Given problem: Can you reproduce the data beneath, keeping every line exact?

----------

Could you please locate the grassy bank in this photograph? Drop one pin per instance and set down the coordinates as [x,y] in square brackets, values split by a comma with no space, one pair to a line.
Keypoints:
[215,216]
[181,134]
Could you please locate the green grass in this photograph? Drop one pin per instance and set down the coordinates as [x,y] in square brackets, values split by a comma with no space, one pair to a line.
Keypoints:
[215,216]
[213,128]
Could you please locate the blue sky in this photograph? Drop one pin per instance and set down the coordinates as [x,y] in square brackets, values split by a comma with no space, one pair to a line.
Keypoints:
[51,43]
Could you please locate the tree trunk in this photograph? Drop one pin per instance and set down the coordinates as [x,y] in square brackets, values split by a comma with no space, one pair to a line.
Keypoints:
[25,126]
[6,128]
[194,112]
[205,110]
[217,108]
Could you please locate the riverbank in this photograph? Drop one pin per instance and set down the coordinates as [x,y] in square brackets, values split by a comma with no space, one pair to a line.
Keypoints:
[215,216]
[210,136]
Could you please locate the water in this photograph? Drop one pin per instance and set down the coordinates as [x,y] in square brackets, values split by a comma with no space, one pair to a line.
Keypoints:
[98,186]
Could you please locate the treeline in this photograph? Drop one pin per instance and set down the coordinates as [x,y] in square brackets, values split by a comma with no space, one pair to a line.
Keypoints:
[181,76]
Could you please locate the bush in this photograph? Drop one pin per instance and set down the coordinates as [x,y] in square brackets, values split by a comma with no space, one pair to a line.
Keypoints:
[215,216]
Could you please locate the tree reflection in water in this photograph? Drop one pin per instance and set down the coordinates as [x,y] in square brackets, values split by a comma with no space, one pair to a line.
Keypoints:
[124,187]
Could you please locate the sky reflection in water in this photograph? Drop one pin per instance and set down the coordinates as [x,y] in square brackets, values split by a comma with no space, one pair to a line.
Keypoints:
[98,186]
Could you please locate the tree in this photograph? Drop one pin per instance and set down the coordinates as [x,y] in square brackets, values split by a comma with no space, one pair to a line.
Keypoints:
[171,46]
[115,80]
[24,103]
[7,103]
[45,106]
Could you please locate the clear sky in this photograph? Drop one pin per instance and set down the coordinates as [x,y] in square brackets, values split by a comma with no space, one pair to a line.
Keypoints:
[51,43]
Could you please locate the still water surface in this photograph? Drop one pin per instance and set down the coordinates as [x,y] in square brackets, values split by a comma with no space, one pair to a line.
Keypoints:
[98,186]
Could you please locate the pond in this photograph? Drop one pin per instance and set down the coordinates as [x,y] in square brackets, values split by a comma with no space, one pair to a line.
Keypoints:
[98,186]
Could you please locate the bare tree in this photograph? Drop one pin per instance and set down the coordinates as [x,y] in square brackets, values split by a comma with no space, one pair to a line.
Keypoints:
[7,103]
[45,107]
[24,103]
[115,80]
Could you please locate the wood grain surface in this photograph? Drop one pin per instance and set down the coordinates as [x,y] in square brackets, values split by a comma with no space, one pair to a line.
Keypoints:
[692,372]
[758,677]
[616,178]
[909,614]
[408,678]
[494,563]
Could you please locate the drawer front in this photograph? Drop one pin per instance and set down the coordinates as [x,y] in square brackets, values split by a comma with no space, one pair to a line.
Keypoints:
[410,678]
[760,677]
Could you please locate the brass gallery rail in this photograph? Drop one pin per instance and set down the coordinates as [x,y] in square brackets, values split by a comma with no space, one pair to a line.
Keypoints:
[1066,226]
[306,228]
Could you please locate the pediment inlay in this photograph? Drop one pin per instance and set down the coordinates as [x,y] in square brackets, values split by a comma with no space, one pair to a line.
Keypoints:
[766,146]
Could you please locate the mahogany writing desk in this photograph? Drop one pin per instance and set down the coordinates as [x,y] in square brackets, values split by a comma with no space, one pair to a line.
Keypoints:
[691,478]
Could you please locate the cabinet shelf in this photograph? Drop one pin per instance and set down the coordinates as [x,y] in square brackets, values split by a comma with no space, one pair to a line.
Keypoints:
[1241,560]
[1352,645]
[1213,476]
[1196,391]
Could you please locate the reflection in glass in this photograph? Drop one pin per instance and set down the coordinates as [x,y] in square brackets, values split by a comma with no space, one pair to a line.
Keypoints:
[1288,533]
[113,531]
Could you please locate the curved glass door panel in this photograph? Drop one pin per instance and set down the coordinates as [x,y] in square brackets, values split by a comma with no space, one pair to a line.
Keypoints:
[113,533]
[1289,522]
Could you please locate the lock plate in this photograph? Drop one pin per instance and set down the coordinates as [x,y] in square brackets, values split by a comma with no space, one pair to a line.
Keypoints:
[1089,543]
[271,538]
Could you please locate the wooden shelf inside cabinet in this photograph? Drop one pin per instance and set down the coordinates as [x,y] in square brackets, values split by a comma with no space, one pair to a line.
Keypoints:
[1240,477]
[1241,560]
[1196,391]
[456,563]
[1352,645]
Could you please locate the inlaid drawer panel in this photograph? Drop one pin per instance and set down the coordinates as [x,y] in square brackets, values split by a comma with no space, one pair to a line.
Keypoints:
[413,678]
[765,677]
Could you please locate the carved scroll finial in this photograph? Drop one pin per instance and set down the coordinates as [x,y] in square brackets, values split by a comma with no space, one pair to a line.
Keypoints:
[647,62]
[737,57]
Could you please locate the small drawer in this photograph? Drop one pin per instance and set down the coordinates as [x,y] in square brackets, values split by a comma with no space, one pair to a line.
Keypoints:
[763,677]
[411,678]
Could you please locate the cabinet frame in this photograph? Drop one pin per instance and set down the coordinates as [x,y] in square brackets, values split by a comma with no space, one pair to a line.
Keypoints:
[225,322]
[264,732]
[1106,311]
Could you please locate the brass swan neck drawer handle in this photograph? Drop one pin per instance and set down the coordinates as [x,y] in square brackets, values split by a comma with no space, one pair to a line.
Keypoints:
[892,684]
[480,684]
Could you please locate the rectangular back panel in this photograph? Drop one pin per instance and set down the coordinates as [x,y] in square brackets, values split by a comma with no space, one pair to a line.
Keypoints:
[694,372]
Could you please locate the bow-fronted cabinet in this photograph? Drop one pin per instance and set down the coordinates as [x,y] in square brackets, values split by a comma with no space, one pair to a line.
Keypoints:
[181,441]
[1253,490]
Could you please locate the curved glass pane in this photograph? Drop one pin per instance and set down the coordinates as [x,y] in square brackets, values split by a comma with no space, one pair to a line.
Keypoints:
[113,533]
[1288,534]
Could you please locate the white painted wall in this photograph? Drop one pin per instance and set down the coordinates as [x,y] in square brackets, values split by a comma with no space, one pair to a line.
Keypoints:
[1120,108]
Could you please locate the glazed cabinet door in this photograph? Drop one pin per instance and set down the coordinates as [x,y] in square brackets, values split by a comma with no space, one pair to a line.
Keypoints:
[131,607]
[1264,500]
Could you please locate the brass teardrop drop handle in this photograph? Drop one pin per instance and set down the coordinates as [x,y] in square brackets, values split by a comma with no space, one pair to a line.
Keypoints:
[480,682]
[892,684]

----------

Answer to this exercise:
Could you please locate the grassy bank in this photograph? Drop one pin per instance and set down the coordinates as [x,y] in square brackets, values split by a comma with no space, one pair to a line.
Keypoints:
[215,216]
[181,134]
Could you please locate the green grass in this photograph? Drop one pin per instance and set down the coordinates as [x,y] in square brackets, values split by a comma with no space, one pair to a line.
Keypoints:
[215,216]
[213,128]
Could you please locate the blue sky in this photograph? Drop one pin per instance and set down the coordinates as [x,y] in square brackets, values split by a comma with no space, one pair to a line.
Keypoints:
[51,43]
Could you please locate the tree trunk in this photograph? Drop one pin per instance and set down the coordinates as [x,y] in square brackets, values split by a comma with no space, one pair to a line.
Keypoints:
[25,126]
[6,128]
[194,112]
[205,110]
[217,108]
Could you please locate the riverbank in this photograph? Drop one pin per instance and set down the coordinates as [x,y] in square brackets, values split by a comma with no space, one pair to a line.
Keypoints:
[215,216]
[210,136]
Could you please locate the water in this photograph? Drop one pin per instance and set down the coordinates as [x,y] in square brackets, values split by a comma with no space, one pair to a line.
Keypoints:
[98,186]
Could you please locate the treeline in this photograph? Drop one pin per instance and set down the coordinates as [x,y] in square brackets, values split by a comma with no space, one pair to a line.
Keypoints:
[181,76]
Could you please locate the bush in this photograph? Drop one pin per instance and set down the coordinates as [x,y] in square brackets, values split by a comma with no space, one pair to a line.
Keypoints:
[215,216]
Could you please locate the tree reflection in water in this photograph? Drop one pin per instance and set down the coordinates as [x,y] in square brackets, values split by a comma with no space, one pair to a line.
Keypoints:
[124,187]
Could you please locate the sky reflection in water in this photograph? Drop one pin per instance and set down the coordinates as [x,y] in square brackets, values split by a comma with no space, one pair to a line.
Keypoints:
[98,186]
Could you please locate the tree in this photograph? Drop one pin per instance and set down the coordinates as [x,y] in square brackets, values split by a comma with no space, one pair to a line.
Keypoints:
[171,46]
[115,80]
[24,103]
[7,103]
[45,106]
Could you please locate the clear sky in this photograph? Drop one pin per instance and set down the coordinates as [x,y] in square brackets, values split by a comma with no space, one pair to a line.
Keypoints:
[51,43]
Could you please locate the still water surface in this photograph? Drop one pin per instance and set down the coordinates as [x,y] in square brackets, values split by a comma with no space, one pair to a line.
Keypoints:
[98,186]
Could you please locate the pond in this photograph? Drop one pin per instance and set down the coordinates as [x,y] in square brackets, values split by a comma with no space, one pair to a line.
Keypoints:
[98,186]
Could you please locate the bare tree in this photograph? Drop one pin per instance and set down the coordinates as [x,y] in square brackets, values split by a comma with no space, one pair to a line.
Keypoints:
[7,103]
[45,107]
[24,103]
[115,80]
Could you please locate the wood grain surface in this photograph? Drop one pin per instance and set down the coordinates as [x,y] in square brackets, values split by a comma with no space, one pair to a line.
Keypoints:
[692,372]
[758,677]
[616,178]
[909,614]
[408,678]
[494,563]
Could you please locate the drawer front in this photograph? Drop one pin per instance and set down the coordinates as [x,y] in square brackets, values split by a comma with no space, one pair to a line.
Keypoints:
[410,678]
[760,677]
Could you please locate the brass gallery rail in this photograph? Drop one pin per instance and set down the coordinates as [x,y] in square brackets, values split by a comma with no space, one pair to a line.
Keypoints:
[1066,226]
[306,228]
Could you please locate the pediment inlay in this photograph? Drop one pin per instance and set down the coordinates as [x,y] in square brackets, values split by a comma with no space, one pair to a line.
Keypoints:
[766,146]
Could you please locate the mahogany writing desk in this photograph? Drop one pin per instance and set down the coordinates as [x,y] in square brackets, values split by a comma with no space, one pair to a line.
Keypoints:
[691,478]
Could you please locate the cabinet shelf in this photograph? Drop one pin per instance and set down the coordinates as [x,y] in square brackets, values split by a comma with no space, one pair to a line.
Keypoints:
[1241,560]
[1352,645]
[1213,476]
[1196,391]
Could you please locate the reflection in glass in this photograph? Drop one pin per instance and set down the coordinates as [x,y] in square brackets, values split by a comma with no space, one pair to a line.
Keypoints:
[1288,533]
[113,531]
Could you please locate the curved glass door panel in this photograph? Drop one pin per instance and set down the coordinates as [x,y] in square brackets, values split by a comma with no space, one pair to a line.
Keypoints:
[113,533]
[1289,522]
Could you please locate the lock plate in this photograph? Drop one pin per instance and set down the coordinates as [x,y] in square brackets, values split by a comma with no space, one pair to a line.
Keypoints:
[1089,543]
[271,538]
Could you please locate the wooden shelf inside cabinet in this photograph? Drop one pin per instance and set down the coordinates as [x,y] in square brackets, values split by a comma with no space, one pair to a line.
Keypoints:
[1240,477]
[1241,560]
[1196,391]
[456,563]
[1352,645]
Could you please locate the inlaid drawer panel in this photograph? Drop one pin per instance and set down the coordinates as [x,y] in square brackets, values split by a comma with no space, one pair to a line.
Keypoints:
[413,678]
[765,677]
Could you please locate the carved scroll finial in this photograph? Drop one pin per instance and set down the coordinates as [x,y] in square brackets, values split by a comma with no space, one pair to a line.
Keypoints:
[647,62]
[737,57]
Could you please locate the small drawer in this photograph? Drop one pin per instance and set down the coordinates as [x,y] in square brackets, values split by a comma with no space, one pair to a line.
Keypoints:
[763,677]
[411,678]
Could you please locate the cabinet frame in this photograph? Drop one pin per instance and set down the coordinates as [x,y] in square brackets, values split by a comma with no space, one pair to a line.
Keypoints:
[225,322]
[264,732]
[1106,311]
Could you please locate the brass swan neck drawer handle in this photograph? Drop one pin per instance and set down the coordinates as [x,y] in square brackets, values split by a comma with no space, one pair to a line.
Keypoints:
[892,684]
[480,684]
Could you please locate the rectangular back panel in this photograph? Drop one pin per instance and set down the coordinates as [x,y] in square brackets, values split by a comma with no space, one pair to a line.
Keypoints:
[694,372]
Could you please locate the bow-fronted cabinet in this photograph? Drop one pin per instance and set down the coordinates as [x,y] in square brackets, values split by a comma with no space, one pair to a line.
Keypoints:
[181,441]
[1253,490]
Could you please locate the curved glass pane in this photograph? Drop one pin per instance and set down the coordinates as [x,y] in square brackets, values split by a comma with no space, one pair to a line.
Keypoints:
[113,533]
[1288,534]
Could you please locate the white painted wall in this photograph? Drop one pin per instance and set down the coordinates as [x,y] in square brackets, values split by a comma with no space, one pair to a line.
Keypoints:
[1120,108]
Could you please locate the glazed cabinet door in this photograph? Drop one pin per instance and set down the coordinates as [x,y] in square brackets, values split by a comma with no space, one pair to a line.
Keypoints:
[131,607]
[1264,500]
Could you please locate the brass teardrop drop handle in this photograph? Drop one pin per instance and set down the coordinates as [x,y] in square brackets, values split by a comma with no space, one pair to a line.
Keypoints:
[480,682]
[892,684]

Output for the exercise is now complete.